----- Excerto fornecido -----
Tarot e Numerologia - Editora Espiral
por Luís Resina
A Estrada Iluminada
A verdadeira origem do tarot está envolta e coberta de mistério. Os relatos mais antigos que se conhecem referem-se à descoberta de 22 lâminas num dos templos do antigo egipto. Existem também referências e associações com o livro de toth atribuído a hermes, porém, somente no século xiv é que se tem conhecimento da difusão do tarot nalguns países da europa, nomeadamente, em espanha, itália e frança
Até aos nossos dias os baralhos foram sofrendo diversas alterações consoante o espírito da época. Assim, certas imagens foram trabalhadas e retratadas em função da captação e apreensão dos arquétipos ou princípios fundamentais nos diversos autores e ilustradores.
Não obstante, o tarot de marselha, tem mantido com muito poucas alterações a estrutura básica com a qual apareceu no final do século xv. Existem variadíssimos baralhos de tarot, porém, pela sua antiguidade não queria deixar de nomear o tarot de visconti. Neste trabalho apresento essencialmente o tarot de a.e. waite que apareceu a público por volta do ano de 1910. Este irá ser privilegiado, visto tratar-se de uma rectificação do tarot tradicional tendo como base certos princípios da tradição oculta. Há que realçar que waite foi um dos mentores da ordem hermética da golden dawn. Se bem que o tarot de marselha ilustre a vertente classicista ou tradicional, o de waite aponta para uma leitura mais de acordo com o ambiente ideológico e cultural do nosso século.
Ao aplicar uma estrutura numérica na relação dos Arcanos entre si, Waite procurou também enriquecê-los com símbolos provenientes de outras tradições. Este acréscimo veio trazer outras perspectivas e novos ângulos na análise de outros símbolos universais que, ao complementarem os anteriores, colaboram assim para a aproximação a uma linguagem que procura restabelecer o elo com o que se designa por Tradição Primordial. Segundo certos esoteristas esta representa a Fonte do Saber Universal. Na epopeia humana, tem servido como fonte de inspiração de temas, tais como o Graal ou a Pedra Filosofal.
----- Material apresentado -----
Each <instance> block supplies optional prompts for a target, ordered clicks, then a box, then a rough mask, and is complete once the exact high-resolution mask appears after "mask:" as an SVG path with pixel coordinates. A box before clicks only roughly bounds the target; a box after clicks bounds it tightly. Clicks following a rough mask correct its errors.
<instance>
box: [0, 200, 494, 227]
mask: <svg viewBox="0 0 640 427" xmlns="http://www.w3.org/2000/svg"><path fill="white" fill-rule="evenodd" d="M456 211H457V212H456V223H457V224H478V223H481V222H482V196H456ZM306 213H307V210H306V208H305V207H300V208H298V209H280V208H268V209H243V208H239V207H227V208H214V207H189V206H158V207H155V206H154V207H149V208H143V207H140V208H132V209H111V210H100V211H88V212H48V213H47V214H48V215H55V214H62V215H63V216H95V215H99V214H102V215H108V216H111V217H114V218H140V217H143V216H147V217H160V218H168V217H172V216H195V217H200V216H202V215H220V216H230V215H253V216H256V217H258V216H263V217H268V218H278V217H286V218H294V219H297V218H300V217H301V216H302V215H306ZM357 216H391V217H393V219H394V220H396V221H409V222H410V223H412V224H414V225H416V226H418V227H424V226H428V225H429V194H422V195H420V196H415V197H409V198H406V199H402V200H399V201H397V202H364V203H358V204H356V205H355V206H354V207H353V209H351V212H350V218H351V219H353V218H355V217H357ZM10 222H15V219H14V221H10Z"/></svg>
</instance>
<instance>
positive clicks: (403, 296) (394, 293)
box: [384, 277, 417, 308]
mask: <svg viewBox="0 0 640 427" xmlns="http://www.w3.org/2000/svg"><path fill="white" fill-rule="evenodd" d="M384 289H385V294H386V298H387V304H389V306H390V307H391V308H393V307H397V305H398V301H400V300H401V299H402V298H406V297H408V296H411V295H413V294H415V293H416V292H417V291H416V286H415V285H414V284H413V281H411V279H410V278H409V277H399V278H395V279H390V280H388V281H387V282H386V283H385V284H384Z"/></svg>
-----
**Tarefas do exercício:**
[1] Como fica, em forma de lista e mantendo os factos principais, o parágrafo do excerto sobre o tarot que começa por «Não obstante, o tarot de marselha»?
[2] As afirmações seguintes estão de acordo com o excerto sobre o tarot? Responda sim ou não a cada uma e cite as palavras do excerto que o decidem.
(a) Só a partir do século XIV se conhece a difusão do tarot em Espanha, Itália e França.
(b) O tarot de Waite apareceu ao público no final do século XV.
(c) Segundo certos esoteristas, a Tradição Primordial representa a Fonte do Saber Universal.
[3] Dê seguimento ao excerto sobre o tarot, começando logo depois da sua última frase.

**Resultados das tarefas:**
[1]
- O tarot de Marselha manteve, com muito poucas alterações, a estrutura básica com que apareceu no final do século XV.
- Entre os muitos baralhos existentes, o tarot de Visconti merece ser nomeado pela sua antiguidade.
- O trabalho apresenta sobretudo o tarot de A. E. Waite, surgido por volta de 1910.
- Este é privilegiado por ser uma rectificação do tarot tradicional baseada em princípios da tradição oculta.
- Waite foi um dos mentores da ordem hermética da Golden Dawn.
- O tarot de Marselha ilustra a vertente classicista ou tradicional. O de Waite aponta para uma leitura mais de acordo com o ambiente ideológico e cultural do nosso século.

[2]
(a) Sim: «somente no século xiv é que se tem conhecimento da difusão do tarot nalguns países da europa, nomeadamente, em espanha, itália e frança»
(b) Não: «o tarot de a.e. waite que apareceu a público por volta do ano de 1910»
(c) Sim: «Segundo certos esoteristas esta representa a Fonte do Saber Universal.»

[3]
Comparando o tarot de marselha com o tarot de waite encontra-se uma diferença nítida na estrutura numérica. Trata-se da troca numérica entre a justiça e a força. Neste caso, a justiça passa a ser o arcano xi e a força o arcano viii. Penso que a ideia de waite era colocar a justiça, que é também sinónimo de ordem e equilíbrio, no centro dos 22 arcanos.
Pessoalmente concordo com a mudança, mas, mais importante do que encontrar justificações teóricas, é ver na prática, pela identificação, o que se coaduna mais com a natureza de cada um. Assim cada pessoa deve testar ambos os arcanos na leitura interpretativa do mapa numerológico, para ver qual das cartas lhe faz mais sentido.
Pegando agora na etimologia da palavra Tarot, encontra-se nalguns autores as seguintes indicações: o prefixo Tar seria equivalente da palavra caminho; e o sufixo Ro corresponderia à palavra real. Juntando os dois elementos temos Caminho Real.
A divisão do Tarot pode ser feita com base nos seguintes pressupostos:
Os 22 Arcanos Maiores representam, neste esquema, o caminho de reintegração e de realização do Ser, o encontro com o Eu Superior, ou, por outras palavras, a busca da Pedra Filosofal. Eles estão em relação directa com a individualidade e com os principais ritos de passagem ao longo da vida (iniciações, transformações, alteração de estados de consciência...).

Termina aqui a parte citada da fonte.